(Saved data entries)
═══
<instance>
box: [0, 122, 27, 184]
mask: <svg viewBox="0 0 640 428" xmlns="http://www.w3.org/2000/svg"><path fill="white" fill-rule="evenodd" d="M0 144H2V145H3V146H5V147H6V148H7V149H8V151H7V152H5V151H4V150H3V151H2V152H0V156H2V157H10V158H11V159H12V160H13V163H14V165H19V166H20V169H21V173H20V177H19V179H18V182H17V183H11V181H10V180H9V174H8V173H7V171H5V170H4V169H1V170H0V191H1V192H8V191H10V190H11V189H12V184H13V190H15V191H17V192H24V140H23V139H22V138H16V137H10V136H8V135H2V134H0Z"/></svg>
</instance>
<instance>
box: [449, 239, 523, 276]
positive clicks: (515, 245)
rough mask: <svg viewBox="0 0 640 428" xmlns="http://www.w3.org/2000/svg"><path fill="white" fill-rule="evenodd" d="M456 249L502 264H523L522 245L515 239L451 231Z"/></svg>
═══
### Task brief
Transcribe every one of the rows above character for character.

### Answer section
<instance>
box: [0, 122, 27, 184]
mask: <svg viewBox="0 0 640 428" xmlns="http://www.w3.org/2000/svg"><path fill="white" fill-rule="evenodd" d="M0 144H2V145H3V146H5V147H6V148H7V149H8V151H7V152H5V151H4V150H3V151H2V152H0V156H2V157H10V158H11V159H12V160H13V163H14V165H19V166H20V169H21V173H20V177H19V179H18V182H17V183H11V181H10V180H9V174H8V173H7V171H5V170H4V169H1V170H0V191H1V192H8V191H10V190H11V189H12V184H13V190H15V191H17V192H24V140H23V139H22V138H16V137H10V136H8V135H2V134H0Z"/></svg>
</instance>
<instance>
box: [449, 239, 523, 276]
positive clicks: (515, 245)
rough mask: <svg viewBox="0 0 640 428" xmlns="http://www.w3.org/2000/svg"><path fill="white" fill-rule="evenodd" d="M456 249L502 264H523L522 245L515 239L451 231Z"/></svg>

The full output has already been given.